**対象テキスト**
++++++++++++++++++++

例えば車両に搭載されて用いられる自動変速装置には、多くの場合、クラッチやブレーキ等の摩擦係合装置が備えられている。これらの摩擦係合装置は、例えば油圧駆動式に構成される場合があり、例えばピストンとシリンダとを有する油圧サーボに供給される油圧に応じて、係合の状態が制御される。油圧サーボに供給される油圧は、具体的には、制御装置から出力される電気信号(電流指令)に応じて動作するソレノイド弁により、その大きさが制御される。
摩擦係合装置を係合させる場合に、その係合動作に先立ち、ファストフィル制御を実行することが、例えば特開平11−82704号公報(特許文献1)に開示されている。ファストフィル制御は、油圧サーボ内に油を満たすとともに摩擦板のクリアランス分だけピストンをストロークさせて、摩擦係合装置を、当該摩擦係合装置に伝達トルク容量が生じる直前の状態とする制御である。かかるファストフィル制御では、ソレノイド弁に対する電流指令は、所定時間に亘って継続する、予め定められた油圧に対応する電流指令値の形態で出力される。

++++++++++++++++++++

**作業内容**
**A)** 自動変速装置の文章から引いた次の一文を英語に訳すこと。「ファストフィル制御は、油圧サーボ内に油を満たすとともに摩擦板のクリアランス分だけピストンをストロークさせて、摩擦係合装置を、当該摩擦係合装置に伝達トルク容量が生じる直前の状態とする制御である。」
**B)** 自動変速装置の文章を、最後の文の後から書き継いでください。

++++++++++++++++++++

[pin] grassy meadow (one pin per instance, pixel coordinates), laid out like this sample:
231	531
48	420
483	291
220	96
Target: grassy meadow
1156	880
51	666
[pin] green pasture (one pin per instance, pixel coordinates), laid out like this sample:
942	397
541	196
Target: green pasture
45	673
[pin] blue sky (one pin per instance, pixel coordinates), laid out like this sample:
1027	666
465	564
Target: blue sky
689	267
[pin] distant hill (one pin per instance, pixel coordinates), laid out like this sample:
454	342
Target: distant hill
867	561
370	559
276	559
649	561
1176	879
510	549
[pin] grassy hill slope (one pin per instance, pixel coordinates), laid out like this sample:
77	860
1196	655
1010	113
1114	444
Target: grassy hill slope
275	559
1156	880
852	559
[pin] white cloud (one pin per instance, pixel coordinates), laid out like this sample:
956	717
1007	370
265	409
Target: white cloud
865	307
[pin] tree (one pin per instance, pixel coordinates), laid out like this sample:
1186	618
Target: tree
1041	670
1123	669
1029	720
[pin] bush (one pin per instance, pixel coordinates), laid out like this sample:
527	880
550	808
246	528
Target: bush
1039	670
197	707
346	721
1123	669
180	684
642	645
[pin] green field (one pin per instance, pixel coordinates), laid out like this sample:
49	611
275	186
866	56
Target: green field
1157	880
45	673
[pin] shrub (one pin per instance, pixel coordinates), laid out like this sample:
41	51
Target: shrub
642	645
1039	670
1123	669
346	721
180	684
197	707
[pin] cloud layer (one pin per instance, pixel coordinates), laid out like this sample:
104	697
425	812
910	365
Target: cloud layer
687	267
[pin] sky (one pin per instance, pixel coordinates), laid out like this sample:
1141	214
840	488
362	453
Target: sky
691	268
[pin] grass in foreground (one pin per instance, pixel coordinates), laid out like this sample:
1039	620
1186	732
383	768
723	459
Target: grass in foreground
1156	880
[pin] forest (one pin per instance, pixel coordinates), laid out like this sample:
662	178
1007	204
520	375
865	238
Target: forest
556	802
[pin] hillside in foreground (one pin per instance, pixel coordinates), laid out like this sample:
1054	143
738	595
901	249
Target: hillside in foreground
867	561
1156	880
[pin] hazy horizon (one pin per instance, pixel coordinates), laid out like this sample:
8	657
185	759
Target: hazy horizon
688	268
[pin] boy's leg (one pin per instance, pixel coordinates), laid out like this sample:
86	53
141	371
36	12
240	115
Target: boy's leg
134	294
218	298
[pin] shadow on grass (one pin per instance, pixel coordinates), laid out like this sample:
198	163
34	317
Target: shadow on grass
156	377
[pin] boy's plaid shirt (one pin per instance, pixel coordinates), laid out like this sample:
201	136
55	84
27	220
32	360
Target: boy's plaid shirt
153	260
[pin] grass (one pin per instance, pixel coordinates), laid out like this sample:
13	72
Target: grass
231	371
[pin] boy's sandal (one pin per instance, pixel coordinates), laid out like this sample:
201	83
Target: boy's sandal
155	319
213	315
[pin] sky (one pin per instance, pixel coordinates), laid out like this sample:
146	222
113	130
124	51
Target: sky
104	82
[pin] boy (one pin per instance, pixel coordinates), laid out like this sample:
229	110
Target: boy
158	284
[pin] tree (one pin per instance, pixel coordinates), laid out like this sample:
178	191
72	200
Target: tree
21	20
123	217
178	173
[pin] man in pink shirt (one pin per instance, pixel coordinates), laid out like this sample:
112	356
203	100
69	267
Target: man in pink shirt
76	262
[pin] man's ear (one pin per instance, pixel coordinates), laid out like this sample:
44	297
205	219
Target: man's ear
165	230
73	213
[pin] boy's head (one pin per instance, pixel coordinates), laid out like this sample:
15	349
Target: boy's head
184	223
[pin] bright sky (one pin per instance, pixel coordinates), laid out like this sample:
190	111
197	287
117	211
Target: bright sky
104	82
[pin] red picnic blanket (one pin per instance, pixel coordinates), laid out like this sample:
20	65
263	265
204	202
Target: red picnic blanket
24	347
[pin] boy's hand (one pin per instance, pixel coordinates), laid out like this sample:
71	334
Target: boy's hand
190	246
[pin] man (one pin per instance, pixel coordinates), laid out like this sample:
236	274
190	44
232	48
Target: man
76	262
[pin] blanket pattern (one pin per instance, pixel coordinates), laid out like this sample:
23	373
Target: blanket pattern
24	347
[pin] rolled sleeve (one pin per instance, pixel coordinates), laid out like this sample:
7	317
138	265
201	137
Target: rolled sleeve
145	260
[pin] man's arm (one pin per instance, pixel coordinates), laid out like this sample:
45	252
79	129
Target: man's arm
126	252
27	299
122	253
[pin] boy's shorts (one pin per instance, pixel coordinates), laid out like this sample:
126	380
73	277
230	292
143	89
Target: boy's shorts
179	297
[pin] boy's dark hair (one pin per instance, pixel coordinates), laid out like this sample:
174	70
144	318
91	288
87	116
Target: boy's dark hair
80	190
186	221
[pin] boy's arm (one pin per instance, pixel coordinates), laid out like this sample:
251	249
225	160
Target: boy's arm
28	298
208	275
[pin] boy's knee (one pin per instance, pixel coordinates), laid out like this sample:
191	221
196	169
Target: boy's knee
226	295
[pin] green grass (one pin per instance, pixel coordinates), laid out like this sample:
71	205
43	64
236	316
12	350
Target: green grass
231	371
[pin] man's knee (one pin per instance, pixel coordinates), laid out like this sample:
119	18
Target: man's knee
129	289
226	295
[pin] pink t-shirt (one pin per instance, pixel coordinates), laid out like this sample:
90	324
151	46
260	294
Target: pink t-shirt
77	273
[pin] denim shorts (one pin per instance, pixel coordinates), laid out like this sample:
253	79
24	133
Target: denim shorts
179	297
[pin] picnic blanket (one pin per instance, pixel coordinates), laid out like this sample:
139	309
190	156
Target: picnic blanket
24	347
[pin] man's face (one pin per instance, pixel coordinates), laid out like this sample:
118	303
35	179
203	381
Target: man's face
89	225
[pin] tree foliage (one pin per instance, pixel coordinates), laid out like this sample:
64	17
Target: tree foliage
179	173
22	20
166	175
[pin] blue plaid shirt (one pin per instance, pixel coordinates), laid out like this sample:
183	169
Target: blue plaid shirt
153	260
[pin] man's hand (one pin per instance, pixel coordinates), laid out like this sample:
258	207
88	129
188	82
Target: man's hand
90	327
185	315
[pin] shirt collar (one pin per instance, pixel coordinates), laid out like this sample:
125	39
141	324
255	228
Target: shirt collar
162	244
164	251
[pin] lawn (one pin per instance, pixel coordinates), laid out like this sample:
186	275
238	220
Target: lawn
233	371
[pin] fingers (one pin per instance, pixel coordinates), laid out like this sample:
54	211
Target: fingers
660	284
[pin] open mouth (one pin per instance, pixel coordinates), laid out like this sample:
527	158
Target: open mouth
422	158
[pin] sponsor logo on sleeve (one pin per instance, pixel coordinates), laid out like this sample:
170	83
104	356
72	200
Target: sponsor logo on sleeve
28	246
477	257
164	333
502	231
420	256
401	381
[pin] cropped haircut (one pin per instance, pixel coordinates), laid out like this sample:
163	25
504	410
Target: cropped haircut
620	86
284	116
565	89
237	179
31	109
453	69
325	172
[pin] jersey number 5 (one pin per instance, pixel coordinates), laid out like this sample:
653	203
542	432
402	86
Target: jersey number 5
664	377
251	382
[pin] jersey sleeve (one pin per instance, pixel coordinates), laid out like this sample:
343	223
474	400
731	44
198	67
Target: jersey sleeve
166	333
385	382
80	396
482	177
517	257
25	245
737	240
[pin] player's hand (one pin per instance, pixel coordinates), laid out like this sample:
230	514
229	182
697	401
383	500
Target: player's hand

++++++++++++++++++++

**解答**
**A)** Fast fill control is control that fills the hydraulic servo with oil and strokes the piston by the amount of the friction plate clearance, bringing the friction engagement device to the state immediately before a transmission torque capacity arises in that friction engagement device.

**B)**
上記のようなファストフィル制御は、ソレノイド弁の内部のスプールが正常にスライドすることを前提としている。しかし、例えば低温時に作動油の粘性が高まると、それに応じてスプールの摺動抵抗が増大する。すると、通常のファストフィル制御用の電流指令によってでは、スプールの摺動抵抗に対して磁気吸引力が不足し、スプールをスライド移動させることができない場合がある。その結果、摩擦係合装置のガタ詰めが不十分となって、その後の実際の係合動作が遅延する可能性がある。一方、ファストフィル制御用の電流指令値を高くすることも考えられるが、単純に指令値を高くするだけでは、油圧サーボへの作動油の予備充填量が過剰となる可能性がある。その結果、摩擦係合装置に意図せぬ伝達トルク容量が生じて、変速ショックが発生する可能性がある。
油圧駆動式の摩擦係合装置を制御対象とする制御装置において、低温時にも、ソレノイド弁を適正に起動させつつ油圧サーボに適正量の油を供給可能とすることが望まれる。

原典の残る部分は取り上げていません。